══ Records for the task ══

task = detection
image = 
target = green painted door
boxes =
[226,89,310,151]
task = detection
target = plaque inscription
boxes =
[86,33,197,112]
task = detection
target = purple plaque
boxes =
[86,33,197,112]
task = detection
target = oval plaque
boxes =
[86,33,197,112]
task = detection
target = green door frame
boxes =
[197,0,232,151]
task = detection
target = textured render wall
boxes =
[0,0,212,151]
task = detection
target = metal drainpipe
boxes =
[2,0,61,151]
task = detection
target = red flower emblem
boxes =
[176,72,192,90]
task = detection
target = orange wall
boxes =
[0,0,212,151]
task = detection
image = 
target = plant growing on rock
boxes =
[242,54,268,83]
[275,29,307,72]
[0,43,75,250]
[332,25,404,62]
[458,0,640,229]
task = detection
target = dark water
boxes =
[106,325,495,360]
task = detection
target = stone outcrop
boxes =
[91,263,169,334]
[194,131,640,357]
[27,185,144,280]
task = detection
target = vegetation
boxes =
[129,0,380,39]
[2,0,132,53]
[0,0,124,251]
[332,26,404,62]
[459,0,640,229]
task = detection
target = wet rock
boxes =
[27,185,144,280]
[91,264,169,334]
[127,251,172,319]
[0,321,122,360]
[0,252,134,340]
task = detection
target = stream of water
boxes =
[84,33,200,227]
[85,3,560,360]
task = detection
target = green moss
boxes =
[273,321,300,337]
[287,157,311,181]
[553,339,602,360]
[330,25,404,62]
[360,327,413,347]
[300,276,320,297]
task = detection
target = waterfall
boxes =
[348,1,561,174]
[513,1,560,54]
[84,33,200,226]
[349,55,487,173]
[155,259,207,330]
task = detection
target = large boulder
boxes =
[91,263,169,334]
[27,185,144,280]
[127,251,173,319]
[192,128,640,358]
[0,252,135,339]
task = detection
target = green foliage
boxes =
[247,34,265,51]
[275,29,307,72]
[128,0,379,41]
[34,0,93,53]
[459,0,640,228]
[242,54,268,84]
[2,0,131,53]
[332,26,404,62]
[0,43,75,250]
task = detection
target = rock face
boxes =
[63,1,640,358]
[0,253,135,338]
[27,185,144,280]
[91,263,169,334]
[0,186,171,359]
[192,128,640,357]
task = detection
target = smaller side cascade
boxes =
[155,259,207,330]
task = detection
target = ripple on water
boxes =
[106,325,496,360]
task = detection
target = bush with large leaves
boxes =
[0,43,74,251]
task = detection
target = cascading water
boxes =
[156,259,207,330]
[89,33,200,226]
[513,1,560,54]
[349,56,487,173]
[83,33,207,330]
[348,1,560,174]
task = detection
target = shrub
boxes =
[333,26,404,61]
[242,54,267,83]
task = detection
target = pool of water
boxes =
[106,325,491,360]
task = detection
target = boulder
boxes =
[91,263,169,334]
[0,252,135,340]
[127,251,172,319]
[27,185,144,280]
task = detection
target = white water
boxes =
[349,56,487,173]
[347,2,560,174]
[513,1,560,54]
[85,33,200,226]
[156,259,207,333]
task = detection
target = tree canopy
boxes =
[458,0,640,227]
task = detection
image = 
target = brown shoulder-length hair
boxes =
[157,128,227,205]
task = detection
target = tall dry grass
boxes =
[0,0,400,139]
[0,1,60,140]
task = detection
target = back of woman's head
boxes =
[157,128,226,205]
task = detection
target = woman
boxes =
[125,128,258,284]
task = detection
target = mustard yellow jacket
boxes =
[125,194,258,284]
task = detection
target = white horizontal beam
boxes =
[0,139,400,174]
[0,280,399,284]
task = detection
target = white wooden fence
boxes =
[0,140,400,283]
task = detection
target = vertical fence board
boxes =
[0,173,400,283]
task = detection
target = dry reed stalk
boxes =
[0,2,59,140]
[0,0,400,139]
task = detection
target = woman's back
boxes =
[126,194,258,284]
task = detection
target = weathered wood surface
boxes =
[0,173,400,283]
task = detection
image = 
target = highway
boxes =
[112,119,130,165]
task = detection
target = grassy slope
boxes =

═══
══ Records for the task ══

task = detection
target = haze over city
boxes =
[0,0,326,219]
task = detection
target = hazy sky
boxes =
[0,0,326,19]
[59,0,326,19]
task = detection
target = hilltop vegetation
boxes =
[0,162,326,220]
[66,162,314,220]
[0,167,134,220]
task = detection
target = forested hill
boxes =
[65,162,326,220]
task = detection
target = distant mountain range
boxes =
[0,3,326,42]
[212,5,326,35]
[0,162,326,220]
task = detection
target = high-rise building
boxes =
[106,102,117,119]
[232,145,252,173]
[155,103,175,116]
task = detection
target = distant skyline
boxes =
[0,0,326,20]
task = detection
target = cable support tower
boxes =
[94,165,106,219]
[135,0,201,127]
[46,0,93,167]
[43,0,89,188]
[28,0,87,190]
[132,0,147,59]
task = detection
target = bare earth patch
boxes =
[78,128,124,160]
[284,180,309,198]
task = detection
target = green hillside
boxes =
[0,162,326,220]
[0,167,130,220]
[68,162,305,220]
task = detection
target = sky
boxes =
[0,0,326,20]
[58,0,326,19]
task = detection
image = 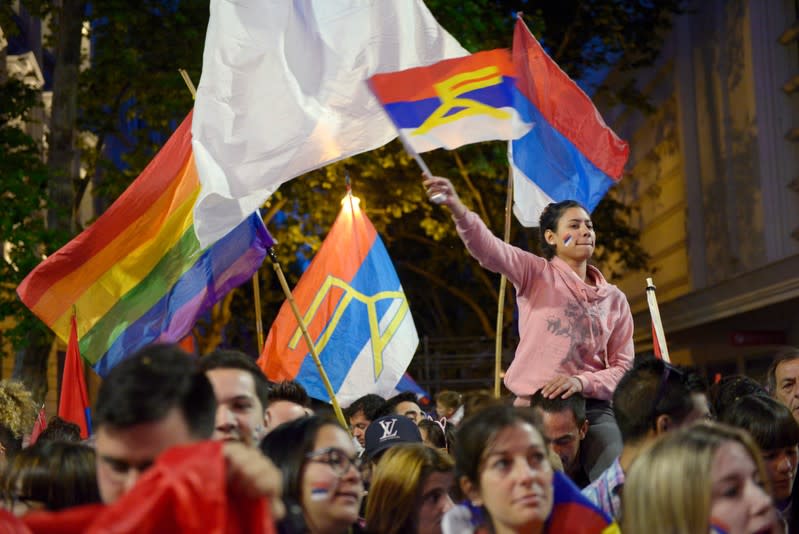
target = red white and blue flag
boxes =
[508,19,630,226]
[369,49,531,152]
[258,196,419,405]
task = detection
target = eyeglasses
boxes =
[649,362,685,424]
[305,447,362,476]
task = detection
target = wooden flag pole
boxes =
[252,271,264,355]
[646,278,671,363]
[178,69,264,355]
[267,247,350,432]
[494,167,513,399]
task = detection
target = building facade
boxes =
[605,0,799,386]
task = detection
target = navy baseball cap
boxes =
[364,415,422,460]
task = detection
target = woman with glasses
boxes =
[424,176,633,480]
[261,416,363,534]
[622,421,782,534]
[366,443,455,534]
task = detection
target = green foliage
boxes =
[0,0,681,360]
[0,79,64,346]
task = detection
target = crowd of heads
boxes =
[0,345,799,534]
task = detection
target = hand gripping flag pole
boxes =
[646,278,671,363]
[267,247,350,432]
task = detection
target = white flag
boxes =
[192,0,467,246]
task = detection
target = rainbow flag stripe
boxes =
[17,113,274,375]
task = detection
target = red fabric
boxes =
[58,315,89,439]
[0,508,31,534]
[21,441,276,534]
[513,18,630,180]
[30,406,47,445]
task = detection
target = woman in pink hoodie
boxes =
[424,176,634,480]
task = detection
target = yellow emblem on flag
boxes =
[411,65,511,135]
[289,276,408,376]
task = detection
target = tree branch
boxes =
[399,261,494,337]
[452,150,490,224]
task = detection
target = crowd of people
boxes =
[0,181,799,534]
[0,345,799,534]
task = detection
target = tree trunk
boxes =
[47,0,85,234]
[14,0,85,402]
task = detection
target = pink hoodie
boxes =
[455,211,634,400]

═══

Problem description
Show every line in the items that contains the string "woman", copying each line in full.

Written solution
target = back of woman's head
target = woman
target = woman's back
target = woman with glasses
target = woman in pink hoodie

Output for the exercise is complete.